### RECORDS SUPPLIED ###

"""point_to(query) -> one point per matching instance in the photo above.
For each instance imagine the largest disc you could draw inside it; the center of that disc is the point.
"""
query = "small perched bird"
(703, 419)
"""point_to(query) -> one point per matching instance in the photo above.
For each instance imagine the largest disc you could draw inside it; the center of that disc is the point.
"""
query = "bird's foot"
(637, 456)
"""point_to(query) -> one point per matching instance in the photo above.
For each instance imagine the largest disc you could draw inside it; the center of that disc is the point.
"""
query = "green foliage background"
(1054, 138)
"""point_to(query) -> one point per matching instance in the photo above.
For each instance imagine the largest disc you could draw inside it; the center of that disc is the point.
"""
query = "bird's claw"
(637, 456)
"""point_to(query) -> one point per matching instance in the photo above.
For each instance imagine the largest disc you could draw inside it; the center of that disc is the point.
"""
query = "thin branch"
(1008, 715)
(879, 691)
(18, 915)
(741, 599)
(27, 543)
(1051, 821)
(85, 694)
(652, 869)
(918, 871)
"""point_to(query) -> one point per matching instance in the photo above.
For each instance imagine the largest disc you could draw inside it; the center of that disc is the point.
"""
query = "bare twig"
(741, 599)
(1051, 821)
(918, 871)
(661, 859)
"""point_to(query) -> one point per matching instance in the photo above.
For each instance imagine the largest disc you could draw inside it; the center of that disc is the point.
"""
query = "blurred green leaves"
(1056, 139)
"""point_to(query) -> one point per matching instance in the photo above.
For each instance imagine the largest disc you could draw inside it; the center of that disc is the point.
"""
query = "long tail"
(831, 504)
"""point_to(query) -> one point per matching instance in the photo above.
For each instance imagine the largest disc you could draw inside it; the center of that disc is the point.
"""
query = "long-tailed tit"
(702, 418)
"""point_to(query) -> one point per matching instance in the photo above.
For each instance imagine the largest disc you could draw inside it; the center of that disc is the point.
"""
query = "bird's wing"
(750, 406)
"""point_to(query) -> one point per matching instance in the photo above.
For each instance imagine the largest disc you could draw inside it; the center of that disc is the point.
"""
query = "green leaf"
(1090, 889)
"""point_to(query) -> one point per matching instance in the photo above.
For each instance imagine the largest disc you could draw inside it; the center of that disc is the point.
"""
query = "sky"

###

• **REQUIRED WORK**: Above are the entries; return each one exactly.

• **ANSWER FOR THIS EXERCISE**:
"""point_to(query) -> one point per matching instance in the photo above.
For each instance imagine the largest disc you could draw inside it; the center of that disc is the point.
"""
query = "small perched bird"
(703, 419)
"""point_to(query) -> one point per matching instance in the photo above.
For each instance imagine the largest disc you could draw inside it; the center of that disc is the point.
"""
query = "bird's foot"
(637, 456)
"""point_to(query) -> one point per matching instance in the photo above.
For each instance imagine the largest disc you could draw inside it; the center of that disc is the point.
"""
query = "green foliage background"
(1054, 138)
"""point_to(query) -> one point per matching instance in the photo above.
For each instance imagine the largest disc you could draw inside it; the center of that disc is the point.
"""
query = "bird's claw"
(637, 456)
"""point_to(query) -> one point per matching instance in the photo above.
For each instance imagine the largest disc you could draw inside it; the center of that disc is the point.
"""
query = "thin branch"
(1008, 715)
(879, 691)
(18, 915)
(741, 599)
(27, 543)
(1051, 821)
(85, 694)
(652, 869)
(918, 871)
"""point_to(query) -> one point per matching instance in the photo above.
For each instance imagine the largest disc you could draw inside it; the center of that disc is the point.
"""
query = "bare twig"
(741, 599)
(1051, 821)
(918, 871)
(661, 859)
"""point_to(query) -> one point per matching instance in the photo above.
For each instance imagine the largest disc you could draw inside it; the center of that disc is the point.
"""
query = "blurred green leaves"
(1056, 139)
"""point_to(query) -> one point per matching instance in the photo above.
For each instance imagine the largest disc you could draw inside it; the center of that disc is the point.
"""
query = "long tail"
(831, 504)
"""point_to(query) -> one point per matching instance in the photo above.
For each instance imagine the largest disc you could draw inside it; the center of that disc is the point.
"""
query = "long-tailed tit"
(702, 418)
"""point_to(query) -> one point per matching instance in the photo above.
For each instance imagine the largest disc you could draw inside it; the center of that disc is the point.
"""
query = "bird's wing"
(750, 406)
"""point_to(query) -> one point per matching instance in the photo above.
For each instance imagine the largest disc you could draw inside it; the center of that disc is the point.
"""
query = "green leaf"
(1090, 889)
"""point_to(query) -> one point per matching instance in the photo above.
For each instance imagine the largest disc you could draw inside it; the center of that disc is the point.
"""
query = "sky"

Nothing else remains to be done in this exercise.